Digital Humanities and Scholarly Research Trends in the Asia-Pacific (IGI Global)

Proposals Submission Deadline: November 15, 2017
Full Chapters Due: March 31, 2018
Submission Date: August 31, 2018

Introduction
Digital Humanities (DH) is a dynamic and emerging field that aspires to enhance traditional research and scholarship through digital media. DH first came on the scene as “humanities computing” in 1949, when Father Roberto Busa and IBM formed a partnership to develop an electronically-compiled St. Thomas of Aquinas concordance. In the mid-1970s, DH started gaining traction in the United Kingdom and then spread to Europe and the United States. DH has developed into a global movement over the past decade, and has evolved in more complex directions. Now, digital scholarship is not restricted to humanities scholarship or limited to one field. It is multidisciplinary and a highly collaborative area. It draws contributors from many backgrounds, but is still situated upon a solid academic base.

Objective
Although academia around the globe is witnessing the widespread adoption of Digital Humanities, only a small portion of the literature discusses its development in the Asia Pacific. A recent authorship study conducted by the editor shows that only 11.6 and 2.96 percent of authors or co-authors published in the five most well-known DH journals were based in Asia and Oceania respectively (Wong, 2016).

YOUR TASKS:
(1) Answer these questions using the Digital Humanities call for chapters:
(a) What is the deadline for submitting proposals?
(b) In what year did Father Roberto Busa and IBM form their partnership?
(c) What percentage of authors or co-authors in the five best-known DH journals were based in Oceania?
(2) In the Digital Humanities call for chapters, reproduce word for word the passage from "Introduction" up to and including "solid academic base.".

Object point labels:
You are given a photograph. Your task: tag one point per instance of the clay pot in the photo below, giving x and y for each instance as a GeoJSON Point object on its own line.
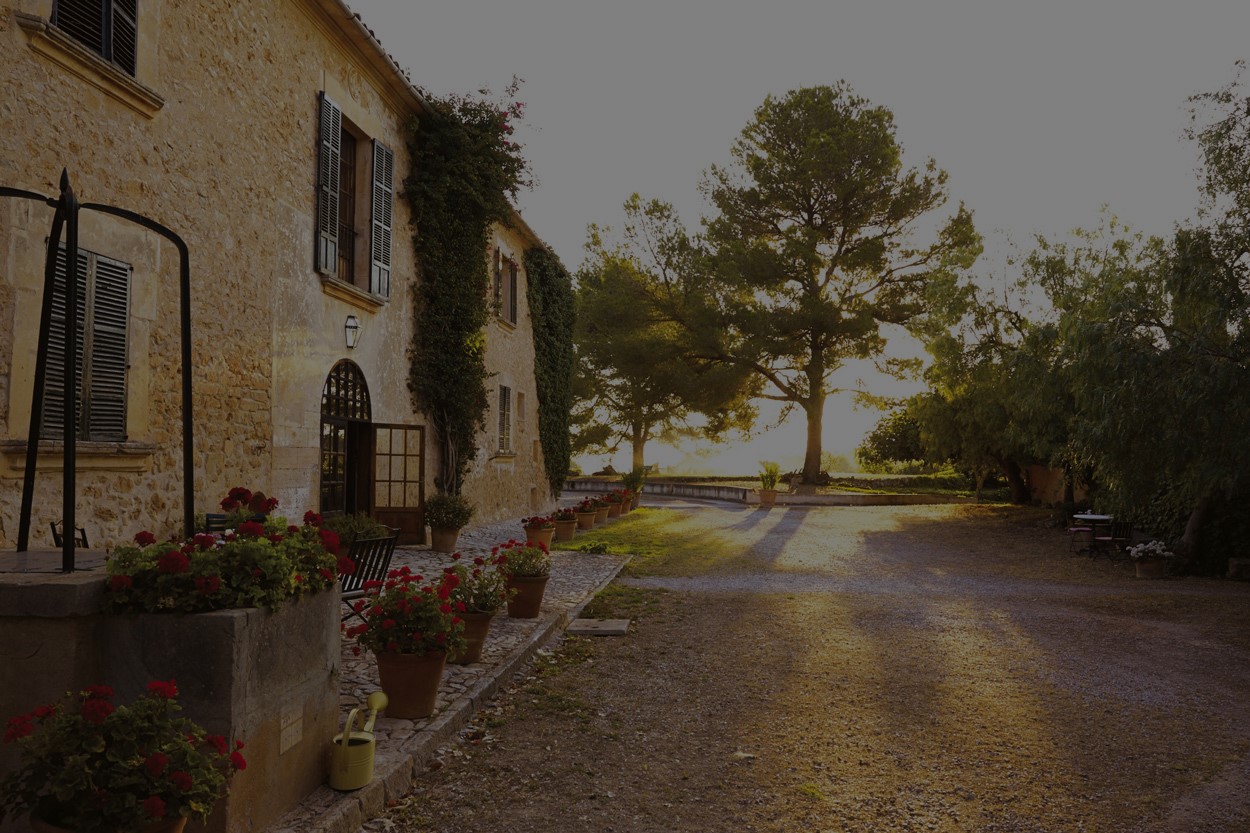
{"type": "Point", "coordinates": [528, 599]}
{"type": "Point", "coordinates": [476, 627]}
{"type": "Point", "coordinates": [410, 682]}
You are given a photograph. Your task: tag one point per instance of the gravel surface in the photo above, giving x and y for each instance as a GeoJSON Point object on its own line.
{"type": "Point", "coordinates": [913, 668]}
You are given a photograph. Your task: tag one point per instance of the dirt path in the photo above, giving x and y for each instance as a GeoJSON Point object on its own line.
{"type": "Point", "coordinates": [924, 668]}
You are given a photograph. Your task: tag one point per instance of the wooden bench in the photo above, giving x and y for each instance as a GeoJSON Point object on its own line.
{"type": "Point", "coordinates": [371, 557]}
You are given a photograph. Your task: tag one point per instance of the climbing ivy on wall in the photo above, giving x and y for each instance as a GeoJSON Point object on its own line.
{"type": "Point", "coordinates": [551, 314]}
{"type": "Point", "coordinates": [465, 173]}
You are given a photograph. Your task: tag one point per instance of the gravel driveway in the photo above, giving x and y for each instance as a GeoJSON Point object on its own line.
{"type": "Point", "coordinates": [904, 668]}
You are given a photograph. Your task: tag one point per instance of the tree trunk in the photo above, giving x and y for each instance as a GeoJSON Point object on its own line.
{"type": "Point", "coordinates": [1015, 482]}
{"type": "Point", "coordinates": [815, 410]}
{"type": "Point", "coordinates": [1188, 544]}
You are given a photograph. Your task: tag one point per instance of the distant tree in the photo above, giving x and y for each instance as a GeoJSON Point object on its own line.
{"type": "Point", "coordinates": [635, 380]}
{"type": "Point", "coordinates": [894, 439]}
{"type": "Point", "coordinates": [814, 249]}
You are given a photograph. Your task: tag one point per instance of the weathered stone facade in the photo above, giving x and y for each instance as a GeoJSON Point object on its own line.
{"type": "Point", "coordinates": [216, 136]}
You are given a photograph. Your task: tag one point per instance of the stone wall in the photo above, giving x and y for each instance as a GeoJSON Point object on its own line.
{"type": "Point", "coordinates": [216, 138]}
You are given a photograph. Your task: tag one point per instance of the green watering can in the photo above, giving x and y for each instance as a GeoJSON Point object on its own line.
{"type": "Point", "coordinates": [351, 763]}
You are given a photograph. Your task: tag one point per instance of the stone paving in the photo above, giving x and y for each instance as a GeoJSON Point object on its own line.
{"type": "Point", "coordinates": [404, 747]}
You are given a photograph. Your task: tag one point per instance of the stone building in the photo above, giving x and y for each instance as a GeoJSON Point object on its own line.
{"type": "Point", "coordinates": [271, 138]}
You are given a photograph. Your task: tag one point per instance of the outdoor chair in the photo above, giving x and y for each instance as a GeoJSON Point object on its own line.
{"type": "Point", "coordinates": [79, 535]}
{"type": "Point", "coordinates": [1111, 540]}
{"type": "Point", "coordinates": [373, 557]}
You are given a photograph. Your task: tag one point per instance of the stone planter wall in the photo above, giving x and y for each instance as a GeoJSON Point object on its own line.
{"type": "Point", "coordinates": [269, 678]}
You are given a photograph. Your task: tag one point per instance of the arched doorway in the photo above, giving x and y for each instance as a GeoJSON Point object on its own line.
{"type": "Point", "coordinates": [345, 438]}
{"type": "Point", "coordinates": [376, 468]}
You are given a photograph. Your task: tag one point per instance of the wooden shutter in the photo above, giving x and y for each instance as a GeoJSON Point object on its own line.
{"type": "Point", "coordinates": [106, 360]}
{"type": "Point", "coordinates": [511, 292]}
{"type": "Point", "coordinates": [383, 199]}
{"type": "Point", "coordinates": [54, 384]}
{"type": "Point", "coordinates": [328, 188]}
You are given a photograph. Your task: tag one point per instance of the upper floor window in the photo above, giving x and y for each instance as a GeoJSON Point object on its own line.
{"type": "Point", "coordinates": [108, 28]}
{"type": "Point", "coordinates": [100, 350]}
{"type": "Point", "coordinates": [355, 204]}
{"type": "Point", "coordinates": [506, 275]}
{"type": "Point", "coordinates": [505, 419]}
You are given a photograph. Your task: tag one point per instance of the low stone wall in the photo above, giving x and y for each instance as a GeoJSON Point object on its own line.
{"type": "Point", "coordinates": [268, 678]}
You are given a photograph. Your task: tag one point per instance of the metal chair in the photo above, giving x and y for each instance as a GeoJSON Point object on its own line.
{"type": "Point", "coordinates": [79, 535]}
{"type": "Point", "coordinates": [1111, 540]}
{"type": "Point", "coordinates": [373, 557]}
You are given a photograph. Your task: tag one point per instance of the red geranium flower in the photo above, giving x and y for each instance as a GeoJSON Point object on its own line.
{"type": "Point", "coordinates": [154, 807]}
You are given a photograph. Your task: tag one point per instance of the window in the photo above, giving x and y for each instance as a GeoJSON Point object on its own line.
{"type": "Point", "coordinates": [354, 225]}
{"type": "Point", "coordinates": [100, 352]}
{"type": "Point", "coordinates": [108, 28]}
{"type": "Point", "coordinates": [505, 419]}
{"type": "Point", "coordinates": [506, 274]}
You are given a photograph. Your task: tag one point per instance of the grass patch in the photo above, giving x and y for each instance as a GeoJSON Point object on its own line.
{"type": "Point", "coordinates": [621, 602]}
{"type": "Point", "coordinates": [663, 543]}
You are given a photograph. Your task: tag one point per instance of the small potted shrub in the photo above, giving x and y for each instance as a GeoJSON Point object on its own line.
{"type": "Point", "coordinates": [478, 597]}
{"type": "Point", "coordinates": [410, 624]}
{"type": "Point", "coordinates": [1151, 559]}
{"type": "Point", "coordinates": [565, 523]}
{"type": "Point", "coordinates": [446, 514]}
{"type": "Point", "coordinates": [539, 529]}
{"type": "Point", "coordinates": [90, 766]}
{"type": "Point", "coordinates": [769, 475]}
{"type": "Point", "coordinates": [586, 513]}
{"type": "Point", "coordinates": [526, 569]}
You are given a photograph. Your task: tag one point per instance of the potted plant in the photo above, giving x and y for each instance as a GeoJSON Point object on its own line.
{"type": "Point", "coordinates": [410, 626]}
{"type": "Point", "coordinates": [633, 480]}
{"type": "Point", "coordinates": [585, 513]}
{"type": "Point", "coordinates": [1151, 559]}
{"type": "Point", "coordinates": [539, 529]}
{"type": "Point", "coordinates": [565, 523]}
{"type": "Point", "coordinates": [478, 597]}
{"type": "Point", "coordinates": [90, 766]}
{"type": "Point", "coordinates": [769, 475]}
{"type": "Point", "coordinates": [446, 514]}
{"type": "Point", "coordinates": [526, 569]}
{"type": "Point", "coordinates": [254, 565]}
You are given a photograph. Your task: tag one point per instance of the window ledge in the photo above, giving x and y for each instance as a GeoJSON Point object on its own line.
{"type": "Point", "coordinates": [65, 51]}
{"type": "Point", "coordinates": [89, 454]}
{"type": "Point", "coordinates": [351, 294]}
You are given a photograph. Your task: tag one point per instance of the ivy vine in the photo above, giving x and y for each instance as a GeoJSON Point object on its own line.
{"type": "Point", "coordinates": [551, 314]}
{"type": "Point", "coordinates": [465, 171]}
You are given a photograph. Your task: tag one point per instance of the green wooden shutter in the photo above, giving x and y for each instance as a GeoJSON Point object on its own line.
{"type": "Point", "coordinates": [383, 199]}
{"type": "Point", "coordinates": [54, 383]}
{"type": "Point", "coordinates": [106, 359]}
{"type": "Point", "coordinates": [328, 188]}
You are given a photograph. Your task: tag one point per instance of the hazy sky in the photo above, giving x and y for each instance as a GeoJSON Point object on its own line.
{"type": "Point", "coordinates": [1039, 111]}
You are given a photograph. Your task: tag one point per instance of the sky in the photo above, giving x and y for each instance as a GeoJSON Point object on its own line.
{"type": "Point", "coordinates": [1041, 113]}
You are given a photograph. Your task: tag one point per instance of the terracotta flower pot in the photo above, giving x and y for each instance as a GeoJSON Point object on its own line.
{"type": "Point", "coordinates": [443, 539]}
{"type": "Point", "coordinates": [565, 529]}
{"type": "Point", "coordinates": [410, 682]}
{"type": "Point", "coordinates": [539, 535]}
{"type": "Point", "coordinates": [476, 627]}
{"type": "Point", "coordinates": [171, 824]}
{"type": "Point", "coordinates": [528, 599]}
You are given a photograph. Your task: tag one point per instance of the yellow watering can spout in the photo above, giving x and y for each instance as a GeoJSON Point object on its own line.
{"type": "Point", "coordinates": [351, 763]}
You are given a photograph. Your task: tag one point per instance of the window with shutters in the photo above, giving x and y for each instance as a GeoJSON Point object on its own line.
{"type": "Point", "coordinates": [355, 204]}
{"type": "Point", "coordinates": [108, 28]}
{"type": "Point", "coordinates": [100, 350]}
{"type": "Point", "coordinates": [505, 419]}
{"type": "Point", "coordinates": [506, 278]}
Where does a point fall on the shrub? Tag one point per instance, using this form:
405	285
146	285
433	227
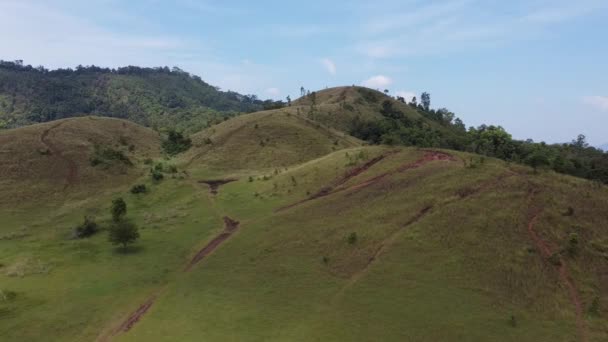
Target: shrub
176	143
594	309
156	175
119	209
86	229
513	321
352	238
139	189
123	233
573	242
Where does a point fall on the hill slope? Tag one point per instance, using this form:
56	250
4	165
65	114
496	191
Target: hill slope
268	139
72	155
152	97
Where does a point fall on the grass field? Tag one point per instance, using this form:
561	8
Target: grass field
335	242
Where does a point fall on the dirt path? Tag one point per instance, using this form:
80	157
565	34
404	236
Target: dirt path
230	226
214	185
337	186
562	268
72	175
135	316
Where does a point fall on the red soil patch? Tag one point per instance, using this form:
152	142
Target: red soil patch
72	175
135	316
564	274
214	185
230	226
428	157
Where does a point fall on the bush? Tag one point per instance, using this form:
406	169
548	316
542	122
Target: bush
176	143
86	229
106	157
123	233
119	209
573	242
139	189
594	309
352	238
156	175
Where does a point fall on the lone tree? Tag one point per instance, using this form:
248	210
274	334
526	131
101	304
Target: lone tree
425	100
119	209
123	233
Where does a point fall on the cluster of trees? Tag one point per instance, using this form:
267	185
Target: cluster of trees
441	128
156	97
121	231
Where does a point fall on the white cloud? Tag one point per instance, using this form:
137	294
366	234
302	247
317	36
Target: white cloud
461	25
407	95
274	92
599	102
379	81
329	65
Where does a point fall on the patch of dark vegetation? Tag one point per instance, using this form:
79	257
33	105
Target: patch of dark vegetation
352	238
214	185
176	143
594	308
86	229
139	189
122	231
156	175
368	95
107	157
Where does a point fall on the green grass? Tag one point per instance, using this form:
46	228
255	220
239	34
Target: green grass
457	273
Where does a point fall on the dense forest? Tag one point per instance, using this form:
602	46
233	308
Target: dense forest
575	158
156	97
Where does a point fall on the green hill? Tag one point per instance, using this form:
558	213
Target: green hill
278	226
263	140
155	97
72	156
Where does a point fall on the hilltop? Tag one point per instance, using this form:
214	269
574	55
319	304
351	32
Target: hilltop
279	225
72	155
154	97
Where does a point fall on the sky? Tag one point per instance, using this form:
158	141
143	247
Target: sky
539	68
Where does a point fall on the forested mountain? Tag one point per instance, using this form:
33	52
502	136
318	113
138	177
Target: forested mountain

TASK SOLUTIONS:
(1)
(a) November 15, 2017
(b) 1949
(c) 2.96 percent

(2)
Introduction
Digital Humanities (DH) is a dynamic and emerging field that aspires to enhance traditional research and scholarship through digital media. DH first came on the scene as “humanities computing” in 1949, when Father Roberto Busa and IBM formed a partnership to develop an electronically-compiled St. Thomas of Aquinas concordance. In the mid-1970s, DH started gaining traction in the United Kingdom and then spread to Europe and the United States. DH has developed into a global movement over the past decade, and has evolved in more complex directions. Now, digital scholarship is not restricted to humanities scholarship or limited to one field. It is multidisciplinary and a highly collaborative area. It draws contributors from many backgrounds, but is still situated upon a solid academic base.